(Records from a data source)
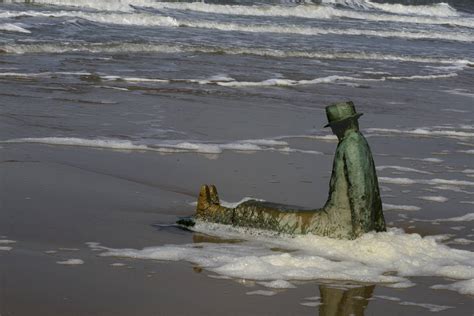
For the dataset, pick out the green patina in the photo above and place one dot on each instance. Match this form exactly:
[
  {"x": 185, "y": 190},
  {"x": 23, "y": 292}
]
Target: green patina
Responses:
[{"x": 353, "y": 207}]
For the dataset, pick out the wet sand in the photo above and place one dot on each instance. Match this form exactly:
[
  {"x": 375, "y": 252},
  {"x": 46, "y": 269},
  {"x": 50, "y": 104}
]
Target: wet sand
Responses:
[{"x": 59, "y": 198}]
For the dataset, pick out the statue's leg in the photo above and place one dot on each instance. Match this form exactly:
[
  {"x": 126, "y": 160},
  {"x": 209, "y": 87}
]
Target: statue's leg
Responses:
[{"x": 264, "y": 215}]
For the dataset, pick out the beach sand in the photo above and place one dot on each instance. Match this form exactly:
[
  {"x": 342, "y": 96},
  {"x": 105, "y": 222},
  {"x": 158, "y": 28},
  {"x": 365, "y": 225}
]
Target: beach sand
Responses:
[{"x": 55, "y": 199}]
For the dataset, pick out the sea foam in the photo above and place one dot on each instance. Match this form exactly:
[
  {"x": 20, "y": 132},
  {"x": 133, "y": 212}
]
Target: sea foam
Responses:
[
  {"x": 124, "y": 48},
  {"x": 309, "y": 257},
  {"x": 249, "y": 145},
  {"x": 440, "y": 14}
]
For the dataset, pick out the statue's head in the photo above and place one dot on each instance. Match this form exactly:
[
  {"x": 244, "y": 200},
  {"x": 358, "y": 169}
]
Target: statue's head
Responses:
[{"x": 341, "y": 117}]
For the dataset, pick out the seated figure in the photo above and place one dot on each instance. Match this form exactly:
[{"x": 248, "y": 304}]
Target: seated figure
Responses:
[{"x": 353, "y": 207}]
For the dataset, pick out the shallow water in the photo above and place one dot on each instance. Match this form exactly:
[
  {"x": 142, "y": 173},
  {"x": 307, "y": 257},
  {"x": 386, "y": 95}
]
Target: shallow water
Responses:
[{"x": 239, "y": 88}]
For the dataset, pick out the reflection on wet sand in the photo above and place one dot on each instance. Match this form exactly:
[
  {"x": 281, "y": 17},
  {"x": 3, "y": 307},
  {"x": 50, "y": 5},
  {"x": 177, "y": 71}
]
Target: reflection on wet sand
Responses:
[
  {"x": 335, "y": 300},
  {"x": 344, "y": 302}
]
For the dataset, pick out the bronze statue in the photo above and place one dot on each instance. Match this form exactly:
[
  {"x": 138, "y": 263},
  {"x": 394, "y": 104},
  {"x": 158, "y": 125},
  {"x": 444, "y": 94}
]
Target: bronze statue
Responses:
[{"x": 353, "y": 207}]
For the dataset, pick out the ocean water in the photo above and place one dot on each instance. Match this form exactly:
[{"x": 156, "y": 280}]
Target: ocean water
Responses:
[{"x": 212, "y": 77}]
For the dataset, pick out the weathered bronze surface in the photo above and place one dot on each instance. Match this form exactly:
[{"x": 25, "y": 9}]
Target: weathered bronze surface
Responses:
[{"x": 353, "y": 207}]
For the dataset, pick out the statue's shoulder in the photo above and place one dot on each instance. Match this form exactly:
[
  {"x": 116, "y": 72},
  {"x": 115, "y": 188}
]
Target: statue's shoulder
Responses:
[{"x": 356, "y": 141}]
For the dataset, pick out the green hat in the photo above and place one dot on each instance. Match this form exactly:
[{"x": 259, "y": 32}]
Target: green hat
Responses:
[{"x": 339, "y": 112}]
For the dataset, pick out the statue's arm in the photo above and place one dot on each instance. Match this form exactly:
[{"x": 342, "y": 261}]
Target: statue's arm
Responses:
[{"x": 356, "y": 170}]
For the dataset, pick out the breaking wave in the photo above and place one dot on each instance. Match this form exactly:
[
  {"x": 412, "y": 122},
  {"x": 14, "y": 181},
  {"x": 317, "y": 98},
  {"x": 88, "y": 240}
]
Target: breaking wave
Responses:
[
  {"x": 440, "y": 14},
  {"x": 226, "y": 81},
  {"x": 10, "y": 27},
  {"x": 147, "y": 19},
  {"x": 250, "y": 145},
  {"x": 124, "y": 48}
]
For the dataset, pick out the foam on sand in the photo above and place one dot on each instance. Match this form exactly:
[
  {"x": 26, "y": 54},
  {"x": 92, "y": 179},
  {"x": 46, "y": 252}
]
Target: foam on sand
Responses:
[
  {"x": 463, "y": 287},
  {"x": 406, "y": 181},
  {"x": 431, "y": 307},
  {"x": 314, "y": 31},
  {"x": 403, "y": 169},
  {"x": 440, "y": 199},
  {"x": 262, "y": 292},
  {"x": 249, "y": 145},
  {"x": 309, "y": 257},
  {"x": 422, "y": 131},
  {"x": 125, "y": 48},
  {"x": 464, "y": 218},
  {"x": 10, "y": 27},
  {"x": 71, "y": 262},
  {"x": 6, "y": 242},
  {"x": 277, "y": 284},
  {"x": 394, "y": 207}
]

# [Exercise description]
Repeat the data above exactly, leaving out any pictures it holds.

# [Answer section]
For the dataset, pick out the green patina in the photo above and place one dot on each instance. Match this form exactly:
[
  {"x": 185, "y": 190},
  {"x": 23, "y": 292}
]
Target: green patina
Responses:
[{"x": 353, "y": 207}]
For the dataset, pick out the wet sand in the photo above and place one dot on each instance. Match this form exactly:
[
  {"x": 375, "y": 252},
  {"x": 46, "y": 269},
  {"x": 50, "y": 104}
]
Target: wet sand
Responses:
[{"x": 59, "y": 198}]
For the dataset, pick out the statue's leg in the photo above and place one dot on each instance. Match this form exactly:
[
  {"x": 126, "y": 160},
  {"x": 209, "y": 87}
]
Target: statue's leg
Responses:
[{"x": 264, "y": 215}]
For the dataset, pick out the beach sand in the photo above and place one dot on each instance. Match this form exactly:
[
  {"x": 342, "y": 96},
  {"x": 105, "y": 222},
  {"x": 158, "y": 28},
  {"x": 365, "y": 225}
]
Target: beach sand
Responses:
[{"x": 55, "y": 199}]
For the dataset, pick out the sea foam in the photo above and place one dot on each instance. Match this form exactly:
[
  {"x": 20, "y": 132},
  {"x": 133, "y": 212}
]
Target: sea foam
Responses:
[
  {"x": 124, "y": 48},
  {"x": 309, "y": 257},
  {"x": 249, "y": 145},
  {"x": 440, "y": 14}
]
For the dataset, pick out the statue's head in the photo above and place one dot on each instance. Match this form exactly:
[
  {"x": 244, "y": 200},
  {"x": 358, "y": 169}
]
Target: statue's head
Responses:
[{"x": 341, "y": 117}]
For the dataset, pick out the seated figure in the photo above and place one dot on each instance. Match this form exactly:
[{"x": 248, "y": 304}]
Target: seated figure
Responses:
[{"x": 353, "y": 207}]
For the dataset, pick out the shallow water in the photo above and place one dot on each instance. Match this form exactly:
[
  {"x": 142, "y": 173},
  {"x": 307, "y": 257},
  {"x": 386, "y": 95}
]
Target: shallow water
Responses:
[{"x": 239, "y": 88}]
For the dataset, pick out the reflection on wet sand in the photo above and place one dot on each instance. Match this form exactly:
[
  {"x": 281, "y": 17},
  {"x": 3, "y": 307},
  {"x": 50, "y": 5},
  {"x": 177, "y": 71}
]
Target: reflection on wet sand
Responses:
[
  {"x": 335, "y": 300},
  {"x": 344, "y": 302}
]
For the dataset, pick out the bronze statue in the photo above and place one dot on each instance. Match this form exactly:
[
  {"x": 138, "y": 263},
  {"x": 394, "y": 104},
  {"x": 158, "y": 125},
  {"x": 444, "y": 94}
]
Target: bronze statue
Responses:
[{"x": 353, "y": 207}]
For the dataset, pick out the ocean water in the photo above and place one dot on each instance. Match this form exactly:
[{"x": 156, "y": 280}]
Target: ocean water
Responses:
[{"x": 212, "y": 77}]
For the dataset, pick out the weathered bronze surface in the photo above and place one dot on each instance. Match this form exactly:
[{"x": 25, "y": 9}]
Target: weathered bronze surface
Responses:
[{"x": 353, "y": 207}]
For the dataset, pick out the statue's shoulder in the photo above and place one dot on each instance. Match this form exactly:
[
  {"x": 116, "y": 72},
  {"x": 115, "y": 188}
]
Target: statue's shoulder
Responses:
[{"x": 356, "y": 141}]
For the dataset, pick out the green hat in the photo above and place one dot on each instance. Match this form exactly:
[{"x": 259, "y": 32}]
Target: green hat
Responses:
[{"x": 339, "y": 112}]
For the dataset, pick out the statue's arm in the photo above and place one dot on each instance. Match this form exactly:
[{"x": 342, "y": 261}]
Target: statue's arm
Responses:
[{"x": 356, "y": 170}]
For the dataset, pick out the breaking wave in the photo above and place one dot on each instance. Match this form exactly:
[
  {"x": 412, "y": 122},
  {"x": 14, "y": 181},
  {"x": 317, "y": 98},
  {"x": 88, "y": 240}
]
Target: breaking wave
Responses:
[
  {"x": 440, "y": 14},
  {"x": 226, "y": 81},
  {"x": 10, "y": 27},
  {"x": 147, "y": 19},
  {"x": 250, "y": 145},
  {"x": 124, "y": 48}
]
For the dataset, pick out the foam on sand in the photo above and place one dot on each instance. Match this form exactly:
[
  {"x": 26, "y": 54},
  {"x": 92, "y": 179},
  {"x": 46, "y": 252}
]
Target: foam on sand
Responses:
[
  {"x": 463, "y": 287},
  {"x": 406, "y": 181},
  {"x": 431, "y": 307},
  {"x": 314, "y": 31},
  {"x": 403, "y": 169},
  {"x": 440, "y": 199},
  {"x": 262, "y": 292},
  {"x": 249, "y": 145},
  {"x": 309, "y": 257},
  {"x": 422, "y": 131},
  {"x": 125, "y": 48},
  {"x": 464, "y": 218},
  {"x": 10, "y": 27},
  {"x": 71, "y": 262},
  {"x": 6, "y": 242},
  {"x": 277, "y": 284},
  {"x": 394, "y": 207}
]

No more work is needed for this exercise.